▶ [Texte du document]:
____
Un article repris du blog Tribu-solidaire.

J’étais vendredi 6 juin à la 2nde étape du Tour des Solutions du MOUVES, organisée à Montpellier et dédié, cette année, aux initiatives numériques qui répondent aux problèmes sociaux et environnementaux. J’ai assisté, à cette occasion, à un atelier intitulé « Le numérique au service du territoire ». Vaste chantier… mais dont cet atelier a permit de dresser un rapide tour d’horizon, dont je vous propose de rendre compte dans ce petit billet.

Permettre l’auto-organisation d’un territoire.

L’atelier était organisé autour de témoignages d’acteurs et de porteurs de projets. Le premier à prendre la parole, Sylvain MAIRE, community manager chez Imagination for People, est venu rendre compte d’initiatives numériques auxquelles il a participé pour permettre aux quartiers auto-produits, notamment dans les pays en voie de développement – bidonvilles, favelas, etc… – de s’organiser, de manière horizontale. En effet, dans les quartiers auto-produits, rien n’est prévu pour gérer les déchets, les eaux usées, l’approvisionnement en eau potable ou encore l’éclairage public. Face au manque d’action des pouvoirs publics en place, les habitants de certains de ces quartiers se sont organisés de manière horizontale et collaborative pour trouver des solutions. C’est ainsi que l’association Colombbus a développé en 2009 COLIBRI, prototype de plateforme collaborative pour la collecte, l’analyse, le suivi et la diffusion des informations dans les quartiers. Cette plateforme, initialement développée pour les actions menées au Venezuela : cartographie, démographie, histoire, identification des problèmes et plan d’actions pour les résoudre, etc., est aujourd’hui disponible pour d’autres initiatives, semblables. En formant des jeunes à l’utilisation de cet outil, Colombbus compte favoriser leur implication dans la vie du quartier (source : site Internet de l’association).
____
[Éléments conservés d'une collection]
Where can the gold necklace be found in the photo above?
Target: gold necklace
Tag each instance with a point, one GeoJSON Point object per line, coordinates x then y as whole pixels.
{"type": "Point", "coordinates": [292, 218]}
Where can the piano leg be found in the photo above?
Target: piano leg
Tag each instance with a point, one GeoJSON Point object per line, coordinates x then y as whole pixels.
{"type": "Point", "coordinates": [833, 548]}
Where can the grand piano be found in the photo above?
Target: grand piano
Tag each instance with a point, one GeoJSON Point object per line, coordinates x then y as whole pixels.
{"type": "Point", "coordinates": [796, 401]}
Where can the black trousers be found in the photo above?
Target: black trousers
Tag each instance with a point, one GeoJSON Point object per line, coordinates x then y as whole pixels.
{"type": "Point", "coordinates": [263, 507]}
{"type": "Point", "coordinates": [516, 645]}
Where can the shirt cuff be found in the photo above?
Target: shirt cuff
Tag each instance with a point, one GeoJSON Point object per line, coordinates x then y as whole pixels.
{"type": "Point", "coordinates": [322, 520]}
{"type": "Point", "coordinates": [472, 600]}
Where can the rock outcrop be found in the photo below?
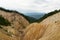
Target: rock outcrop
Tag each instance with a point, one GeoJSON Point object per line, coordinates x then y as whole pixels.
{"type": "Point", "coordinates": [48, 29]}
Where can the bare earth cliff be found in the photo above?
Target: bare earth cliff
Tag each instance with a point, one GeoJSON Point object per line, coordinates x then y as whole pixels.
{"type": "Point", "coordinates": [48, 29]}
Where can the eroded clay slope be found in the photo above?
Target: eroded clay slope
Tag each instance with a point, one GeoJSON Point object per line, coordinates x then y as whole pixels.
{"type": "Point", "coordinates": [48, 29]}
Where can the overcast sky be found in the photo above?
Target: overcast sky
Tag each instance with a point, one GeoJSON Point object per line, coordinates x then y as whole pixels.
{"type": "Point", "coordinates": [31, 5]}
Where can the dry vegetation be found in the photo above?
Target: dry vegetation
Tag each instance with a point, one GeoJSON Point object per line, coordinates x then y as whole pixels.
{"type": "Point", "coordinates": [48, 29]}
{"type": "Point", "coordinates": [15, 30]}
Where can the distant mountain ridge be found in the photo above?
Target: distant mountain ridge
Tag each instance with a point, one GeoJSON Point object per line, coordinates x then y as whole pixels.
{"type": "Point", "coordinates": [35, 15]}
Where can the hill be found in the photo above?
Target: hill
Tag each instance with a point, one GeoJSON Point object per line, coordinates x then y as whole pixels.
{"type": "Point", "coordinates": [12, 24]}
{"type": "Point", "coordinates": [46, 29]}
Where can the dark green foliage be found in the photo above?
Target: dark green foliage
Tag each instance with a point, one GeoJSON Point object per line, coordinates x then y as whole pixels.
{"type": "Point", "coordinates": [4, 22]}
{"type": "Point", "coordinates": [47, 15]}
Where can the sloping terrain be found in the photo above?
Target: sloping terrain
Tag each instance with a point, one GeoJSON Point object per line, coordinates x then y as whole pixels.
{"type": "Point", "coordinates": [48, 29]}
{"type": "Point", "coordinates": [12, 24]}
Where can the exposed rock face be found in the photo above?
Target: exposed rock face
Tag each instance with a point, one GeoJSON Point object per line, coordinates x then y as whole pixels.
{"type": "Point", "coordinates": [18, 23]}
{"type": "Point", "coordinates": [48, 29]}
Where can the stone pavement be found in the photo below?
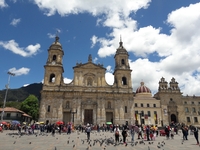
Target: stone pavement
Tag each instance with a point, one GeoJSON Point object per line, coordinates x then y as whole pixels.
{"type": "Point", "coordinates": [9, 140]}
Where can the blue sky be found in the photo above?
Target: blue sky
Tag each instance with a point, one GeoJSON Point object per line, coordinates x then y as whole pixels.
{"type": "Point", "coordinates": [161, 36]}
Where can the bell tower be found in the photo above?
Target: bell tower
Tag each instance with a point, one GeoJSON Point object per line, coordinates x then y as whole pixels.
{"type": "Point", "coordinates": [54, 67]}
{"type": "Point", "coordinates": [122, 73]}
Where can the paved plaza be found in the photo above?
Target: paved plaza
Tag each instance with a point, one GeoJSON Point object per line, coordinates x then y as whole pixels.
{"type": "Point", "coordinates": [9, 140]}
____
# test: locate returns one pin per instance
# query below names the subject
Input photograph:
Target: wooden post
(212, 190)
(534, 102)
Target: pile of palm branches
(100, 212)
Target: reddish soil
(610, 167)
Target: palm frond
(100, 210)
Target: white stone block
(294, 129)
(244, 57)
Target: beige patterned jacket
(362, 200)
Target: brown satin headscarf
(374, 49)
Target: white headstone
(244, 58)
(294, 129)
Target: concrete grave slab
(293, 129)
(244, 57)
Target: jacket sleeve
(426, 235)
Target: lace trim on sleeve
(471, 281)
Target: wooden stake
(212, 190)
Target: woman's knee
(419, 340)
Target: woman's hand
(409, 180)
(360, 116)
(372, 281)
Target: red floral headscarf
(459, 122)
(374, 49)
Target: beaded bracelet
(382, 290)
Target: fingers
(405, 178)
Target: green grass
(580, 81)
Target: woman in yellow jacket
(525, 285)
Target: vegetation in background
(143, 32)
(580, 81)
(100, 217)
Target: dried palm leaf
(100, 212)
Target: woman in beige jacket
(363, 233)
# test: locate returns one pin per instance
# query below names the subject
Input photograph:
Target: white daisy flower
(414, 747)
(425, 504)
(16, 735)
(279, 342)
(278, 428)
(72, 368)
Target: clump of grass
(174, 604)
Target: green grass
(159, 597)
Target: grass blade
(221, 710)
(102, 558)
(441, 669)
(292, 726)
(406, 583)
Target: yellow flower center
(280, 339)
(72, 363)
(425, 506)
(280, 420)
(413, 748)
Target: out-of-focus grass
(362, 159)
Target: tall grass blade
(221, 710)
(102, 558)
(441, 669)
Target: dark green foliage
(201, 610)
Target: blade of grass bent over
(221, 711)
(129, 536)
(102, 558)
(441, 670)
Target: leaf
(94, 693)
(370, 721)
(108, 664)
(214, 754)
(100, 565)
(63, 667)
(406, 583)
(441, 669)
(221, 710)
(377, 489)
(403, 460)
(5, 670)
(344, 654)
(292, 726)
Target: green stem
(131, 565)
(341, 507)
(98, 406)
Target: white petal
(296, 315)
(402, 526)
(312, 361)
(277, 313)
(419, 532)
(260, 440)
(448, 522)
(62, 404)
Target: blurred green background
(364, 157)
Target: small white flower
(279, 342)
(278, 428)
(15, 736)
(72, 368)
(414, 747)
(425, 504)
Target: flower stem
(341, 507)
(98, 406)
____
▶ [Exercices]:
**a.** Pouvez-vous reproduire mot pour mot le passage du compte rendu sur l'atelier « Le numérique au service du territoire », en commençant par « J’étais vendredi 6 » et en allant jusqu'à « ce petit billet. » ?
**b.** Pouvez-vous poursuivre le compte rendu de l'atelier « Le numérique au service du territoire » à partir de sa dernière phrase ?
Ces enregistrements forment un matériau à part, distinct du texte.

▶ [Réponses finales]:
**a.**
J’étais vendredi 6 juin à la 2nde étape du Tour des Solutions du MOUVES, organisée à Montpellier et dédié, cette année, aux initiatives numériques qui répondent aux problèmes sociaux et environnementaux. J’ai assisté, à cette occasion, à un atelier intitulé « Le numérique au service du territoire ». Vaste chantier… mais dont cet atelier a permit de dresser un rapide tour d’horizon, dont je vous propose de rendre compte dans ce petit billet.

**b.**
La production d’applications et plateformes pour la coopération horizontale autour de problématiques de développement a connu une progression fulgurante ces dernières années. Tout le monde y va de son application d’urgence (ex : géolocaliser des sinistrés après un séisme), de collecte de données (voir par exemple Ushahidi, plateforme créée par une start-up africaine, après la crise au Kenya en 2007 à la suite de l’élection présidentielle, pour collecter les témoignages de violence envoyés par email et SMS, et les placer sur Google Maps. C’est aussi le nom du logiciel open source développé pour ce site, qui a été amélioré depuis, rendu convivial, et utilisé pour nombre de projets similaires), ou encore, comme dans le cas du projet Colibri, pour permettre aux habitants des quartiers de s’organiser. Le potentiel de ses outils est énorme car si les habitants de ces pays ont peu accès à Internet, ils sont très largement équipés en téléphone portable et peuvent envoyer des informations par SMS. Toutefois, comme l’a reconnu Sylvain MAIRE, il est peut-être temps que ces initiatives entrent dans une phase de maturité et il serait intéressant de faire une étude d’impact d’ensemble de ces dispositifs : passe-temps de geek ou réel progrès ?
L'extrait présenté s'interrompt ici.